▶ **What needs to be done**: Set down the entries below exactly, leaving out all images.

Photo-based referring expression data
▶
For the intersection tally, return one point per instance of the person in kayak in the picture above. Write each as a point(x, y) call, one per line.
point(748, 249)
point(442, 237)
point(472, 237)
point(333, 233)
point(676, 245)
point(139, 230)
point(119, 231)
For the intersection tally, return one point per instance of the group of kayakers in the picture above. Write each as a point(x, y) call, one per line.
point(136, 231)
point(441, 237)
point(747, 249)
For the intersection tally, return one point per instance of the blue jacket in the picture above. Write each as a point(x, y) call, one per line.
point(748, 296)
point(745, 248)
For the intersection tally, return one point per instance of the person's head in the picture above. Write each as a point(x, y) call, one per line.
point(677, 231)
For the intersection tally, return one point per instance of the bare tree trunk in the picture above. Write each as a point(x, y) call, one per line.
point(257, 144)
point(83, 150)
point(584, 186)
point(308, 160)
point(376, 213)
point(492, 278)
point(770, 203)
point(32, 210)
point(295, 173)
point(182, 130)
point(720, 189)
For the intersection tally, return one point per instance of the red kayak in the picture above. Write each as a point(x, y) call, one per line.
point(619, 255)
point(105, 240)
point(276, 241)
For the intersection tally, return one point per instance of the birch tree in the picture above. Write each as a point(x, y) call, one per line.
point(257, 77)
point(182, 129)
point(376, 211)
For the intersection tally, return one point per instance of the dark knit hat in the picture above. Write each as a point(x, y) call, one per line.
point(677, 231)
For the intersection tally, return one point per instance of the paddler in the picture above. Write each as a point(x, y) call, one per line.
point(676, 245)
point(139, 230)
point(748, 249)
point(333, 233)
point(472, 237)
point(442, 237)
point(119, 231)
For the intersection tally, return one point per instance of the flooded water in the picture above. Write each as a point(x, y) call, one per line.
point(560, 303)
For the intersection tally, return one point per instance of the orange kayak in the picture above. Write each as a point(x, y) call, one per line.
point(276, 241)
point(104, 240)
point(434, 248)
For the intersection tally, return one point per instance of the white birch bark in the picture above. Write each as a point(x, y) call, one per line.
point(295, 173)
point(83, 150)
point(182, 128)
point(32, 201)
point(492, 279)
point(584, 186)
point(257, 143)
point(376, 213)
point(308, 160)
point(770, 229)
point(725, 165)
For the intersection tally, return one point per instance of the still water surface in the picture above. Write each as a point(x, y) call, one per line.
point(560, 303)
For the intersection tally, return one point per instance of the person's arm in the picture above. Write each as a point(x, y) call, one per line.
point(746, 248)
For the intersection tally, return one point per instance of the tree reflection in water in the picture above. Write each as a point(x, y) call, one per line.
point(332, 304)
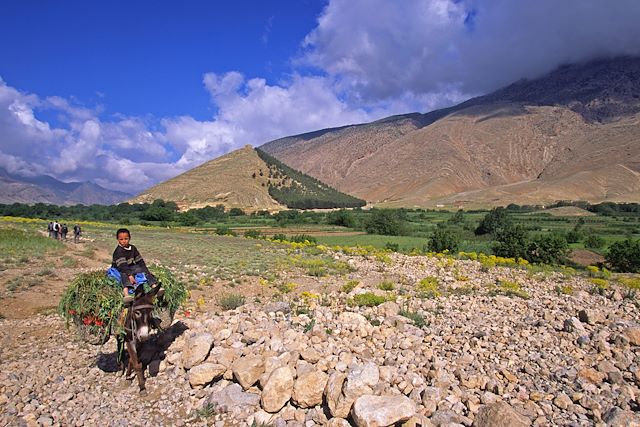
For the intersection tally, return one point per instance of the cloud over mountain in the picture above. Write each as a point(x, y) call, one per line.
point(364, 60)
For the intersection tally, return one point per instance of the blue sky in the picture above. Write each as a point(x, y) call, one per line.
point(129, 94)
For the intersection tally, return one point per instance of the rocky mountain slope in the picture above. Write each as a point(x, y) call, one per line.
point(235, 180)
point(486, 353)
point(45, 189)
point(571, 134)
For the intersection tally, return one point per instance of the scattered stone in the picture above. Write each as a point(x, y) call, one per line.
point(499, 414)
point(375, 411)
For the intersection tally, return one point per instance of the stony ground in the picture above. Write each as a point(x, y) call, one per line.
point(484, 356)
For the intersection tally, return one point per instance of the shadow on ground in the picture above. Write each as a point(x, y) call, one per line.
point(153, 351)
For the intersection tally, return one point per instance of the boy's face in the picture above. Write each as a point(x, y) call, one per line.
point(123, 239)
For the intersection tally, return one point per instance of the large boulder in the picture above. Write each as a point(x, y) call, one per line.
point(277, 391)
point(499, 414)
point(247, 370)
point(308, 389)
point(196, 349)
point(376, 411)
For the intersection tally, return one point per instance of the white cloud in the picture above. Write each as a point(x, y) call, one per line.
point(371, 58)
point(380, 50)
point(253, 112)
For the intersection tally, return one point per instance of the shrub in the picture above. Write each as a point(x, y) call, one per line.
point(223, 230)
point(548, 249)
point(253, 234)
point(417, 318)
point(285, 288)
point(512, 241)
point(564, 289)
point(428, 287)
point(444, 239)
point(593, 241)
point(509, 288)
point(343, 218)
point(386, 286)
point(230, 301)
point(385, 221)
point(349, 286)
point(236, 212)
point(624, 256)
point(495, 220)
point(368, 299)
point(392, 246)
point(301, 238)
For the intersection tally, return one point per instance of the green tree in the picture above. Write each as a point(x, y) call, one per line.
point(493, 221)
point(188, 219)
point(444, 239)
point(512, 242)
point(342, 217)
point(624, 256)
point(236, 212)
point(548, 249)
point(593, 241)
point(386, 222)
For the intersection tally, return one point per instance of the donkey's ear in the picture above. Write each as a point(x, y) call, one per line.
point(155, 289)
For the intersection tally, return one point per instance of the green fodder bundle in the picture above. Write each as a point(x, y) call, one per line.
point(175, 292)
point(93, 301)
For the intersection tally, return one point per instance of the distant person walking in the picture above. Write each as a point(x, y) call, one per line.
point(76, 233)
point(56, 230)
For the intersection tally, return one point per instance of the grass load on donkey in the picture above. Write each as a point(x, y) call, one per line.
point(93, 302)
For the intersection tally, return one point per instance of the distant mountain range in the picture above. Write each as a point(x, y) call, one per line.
point(573, 134)
point(45, 189)
point(249, 180)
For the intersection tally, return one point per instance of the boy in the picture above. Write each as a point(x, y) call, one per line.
point(128, 261)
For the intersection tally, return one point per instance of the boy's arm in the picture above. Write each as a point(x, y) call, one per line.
point(139, 260)
point(120, 263)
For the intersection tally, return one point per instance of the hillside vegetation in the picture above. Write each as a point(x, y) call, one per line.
point(299, 191)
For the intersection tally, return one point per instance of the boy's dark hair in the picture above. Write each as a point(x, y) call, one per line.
point(122, 230)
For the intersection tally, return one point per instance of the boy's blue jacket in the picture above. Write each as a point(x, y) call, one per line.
point(115, 274)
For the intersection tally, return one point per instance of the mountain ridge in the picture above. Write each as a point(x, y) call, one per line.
point(46, 189)
point(577, 119)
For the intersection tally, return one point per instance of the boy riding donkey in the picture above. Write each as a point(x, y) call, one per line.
point(131, 266)
point(134, 273)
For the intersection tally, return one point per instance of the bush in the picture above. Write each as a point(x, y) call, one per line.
point(368, 299)
point(444, 239)
point(253, 234)
point(230, 301)
point(593, 241)
point(386, 286)
point(512, 241)
point(417, 318)
point(495, 220)
point(548, 249)
point(387, 222)
point(301, 238)
point(349, 286)
point(223, 230)
point(624, 256)
point(394, 247)
point(343, 218)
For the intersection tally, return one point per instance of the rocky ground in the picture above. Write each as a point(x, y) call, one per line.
point(477, 352)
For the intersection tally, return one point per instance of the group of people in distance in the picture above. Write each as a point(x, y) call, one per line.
point(59, 231)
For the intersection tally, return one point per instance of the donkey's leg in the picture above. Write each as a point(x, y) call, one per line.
point(134, 362)
point(120, 355)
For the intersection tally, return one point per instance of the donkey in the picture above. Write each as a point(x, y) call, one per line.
point(137, 325)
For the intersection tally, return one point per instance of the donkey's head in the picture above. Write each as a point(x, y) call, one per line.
point(141, 316)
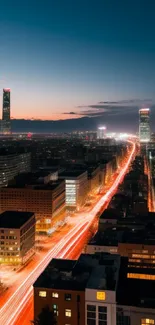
◀
▶ **Written response**:
For the intersection tally, return one point per instance of the person in kayak in the picture above. Write each as a point(x, y) call, one per line.
point(748, 249)
point(442, 237)
point(472, 237)
point(333, 233)
point(676, 245)
point(139, 230)
point(119, 231)
For the intersection tally, return one point per instance of the group of kayakers in the picture above. Write each as a point(x, y) call, one per line.
point(136, 231)
point(441, 237)
point(747, 249)
For the intersection tally, return one point per instance of the blue jacket in the picture above. Write each as a point(x, y) call, one per line.
point(748, 296)
point(745, 248)
For the intersection tally, return one point per instance of the person's head in the picture above. Write each as a point(x, y) call, one per line.
point(677, 231)
For the intersection tally, return one point per instance of the bare tree trunk in the picture above. Write each as a point(x, y) call, one per line.
point(257, 144)
point(83, 150)
point(584, 186)
point(308, 160)
point(376, 213)
point(492, 278)
point(770, 203)
point(32, 210)
point(295, 173)
point(182, 130)
point(720, 189)
For the intersection tally, return one point per instance of the red kayak in the picture above. Write each as a point(x, y) call, one per line.
point(619, 255)
point(105, 240)
point(276, 241)
For the intersection tally, return one point per instance of the birch tree in the picture above. Write each as a point(x, y) call, one per line.
point(257, 77)
point(182, 129)
point(376, 211)
For the intersection tally, return one point per instance of the dark knit hat in the picture above. Write each as a point(x, y) call, one per line.
point(677, 231)
For the intersection tally, return one point per instance of the paddler in the picture above. Write each as a point(x, y) call, one per line.
point(676, 245)
point(139, 230)
point(748, 249)
point(333, 233)
point(472, 237)
point(442, 237)
point(119, 231)
For the intersection tally, return one point per instance of the flooded water in the picture above. Write each as a point(x, y) call, one per line.
point(560, 303)
For the intersection tally, return one point per instance of the orange kayak in the picture above. Write each as a point(x, y) call, one per line.
point(276, 241)
point(104, 240)
point(434, 248)
For the intersection tally, return one point per instance of the white birch bark in the picture above. Write each as a point(x, y) call, one per line.
point(295, 173)
point(83, 150)
point(182, 128)
point(32, 201)
point(492, 279)
point(584, 186)
point(257, 143)
point(376, 213)
point(308, 160)
point(770, 229)
point(725, 165)
For the intersection tally, return one point per instance of the still water surface in the picture above. Write each as a point(x, y) call, one per line.
point(560, 303)
For the intersection tally, return one point per instance of the person's arm in the picture above. Write each as a point(x, y) call, one per line.
point(746, 248)
For the intersection tally, return one point per instance of the tree reflection in water in the picture above. Write each as a point(x, y) call, one per line.
point(332, 304)
For the intersection tally, return one point per instance of the cloud over mountain in the picture above. Write each as a point(x, y) call, one per line.
point(364, 60)
For the intersection tally, return one point per instance of the blue sky in the picture above. Write each as a point(x, y) call, one per line.
point(129, 94)
For the intersection tally, return one point per instance of the rocky mountain slope in the picture above. Write each as a point(x, y) call, one per line.
point(235, 180)
point(486, 353)
point(45, 189)
point(571, 134)
For the intersection tally, return one point per instance of the scattered stone in the picture above. Write each as a point(x, y) call, one per line.
point(499, 414)
point(375, 411)
For the intersection tally, return one point per instance of the stony ground in the picture above. Write each as a point(x, y) call, one per line.
point(484, 356)
For the intersection tally, return one point per instance of the shadow on ground in the picture above. Write each as a point(x, y) call, one per line.
point(153, 351)
For the intersection tally, return one point per instance of the boy's face in the picture above. Write each as a point(x, y) call, one per line.
point(123, 239)
For the intersection tally, return one point per instance of the large boulder in the picture above. Write each as a point(x, y) call, one per line.
point(277, 391)
point(499, 414)
point(247, 370)
point(308, 389)
point(196, 349)
point(376, 411)
For the intersection tally, return one point per instance of the white cloud in the picture above. Write each as a point(x, y) call, one per line.
point(371, 58)
point(380, 50)
point(253, 112)
For the intersection tally, return one point per instance of the shrub in the picture above. Write each as a point(x, y) call, one per line.
point(223, 230)
point(548, 249)
point(253, 234)
point(417, 318)
point(285, 288)
point(512, 241)
point(564, 289)
point(428, 287)
point(444, 239)
point(593, 241)
point(509, 288)
point(343, 218)
point(386, 286)
point(230, 301)
point(385, 221)
point(349, 286)
point(236, 212)
point(624, 256)
point(495, 220)
point(368, 299)
point(392, 246)
point(301, 238)
For the intersection tally, return one point per instance of the green tree in the picture above. Write each as a point(x, y) call, one per line.
point(493, 221)
point(188, 219)
point(444, 239)
point(512, 242)
point(342, 217)
point(624, 256)
point(236, 212)
point(548, 249)
point(593, 241)
point(386, 222)
For the intersection tally, return one point per instance of the donkey's ear in the picture above. Write each as a point(x, y) call, one per line.
point(155, 289)
For the intersection tally, return one point per instance of the green fodder bundle in the picture above. Write each as a point(x, y) call, one per line.
point(175, 292)
point(93, 301)
For the intersection tally, return one point per instance of the distant person walking in the picture above. Write each as a point(x, y) call, one per line.
point(76, 233)
point(56, 230)
For the intersection tally, return one point per instance of the grass load on donkey in the picture above. Write each as a point(x, y) call, one per line.
point(93, 302)
For the intersection tally, return one point per instance of the distant mountain range in the picture above. Write each as a point(x, y) call, one per line.
point(573, 134)
point(45, 189)
point(249, 180)
For the intersection tally, return one point per instance of the boy in the picture above. Write each as a point(x, y) call, one per line.
point(128, 261)
For the intersection tally, return one point per instance of the boy's arm in the picture above. Write each as a point(x, y) call, one per line.
point(139, 260)
point(120, 263)
For the intersection tally, return one point per instance of the hillside vegetation in the picture above. Write each as a point(x, y) call, one per line.
point(299, 191)
For the intersection tally, return one point per instance of the boy's dark hair in the picture above. Write each as a point(x, y) call, one per line.
point(122, 230)
For the intersection tally, return one point per instance of the boy's blue jacket in the picture above. Write each as a point(x, y) call, one per line.
point(115, 274)
For the intersection tally, return one point per instance of the mountain ridge in the picture above. Write each as a point(x, y) call, one per line.
point(46, 189)
point(577, 119)
For the intersection tally, return one point per instance of the boy riding donkey in the picture above. Write each as a point(x, y) call, one per line.
point(131, 266)
point(134, 273)
For the intersection tally, return one point per instance of the bush in the picture above. Write each as a point(x, y) call, one per line.
point(368, 299)
point(444, 239)
point(253, 234)
point(230, 301)
point(593, 241)
point(386, 286)
point(512, 241)
point(417, 318)
point(495, 220)
point(548, 249)
point(387, 222)
point(301, 238)
point(349, 286)
point(223, 230)
point(624, 256)
point(394, 247)
point(343, 218)
For the intersection tally, return one point per instance of the rocky ground in the picture above. Write each as a point(x, y) call, one per line.
point(477, 352)
For the intersection tally, return one point per instance of the group of people in distance in the picture above. Write each as a point(x, y) call, one per line.
point(59, 231)
For the intersection tally, return one point per instance of the donkey's leg in the picture above. Write each as a point(x, y) call, one per line.
point(134, 362)
point(120, 355)
For the intersection tally, return one point per instance of the donkey in the picture above. Write each as a point(x, y) call, one per line.
point(137, 325)
For the intersection tally, return one point per instance of the donkey's head in the picture above. Write each as a point(x, y) call, one per line.
point(141, 316)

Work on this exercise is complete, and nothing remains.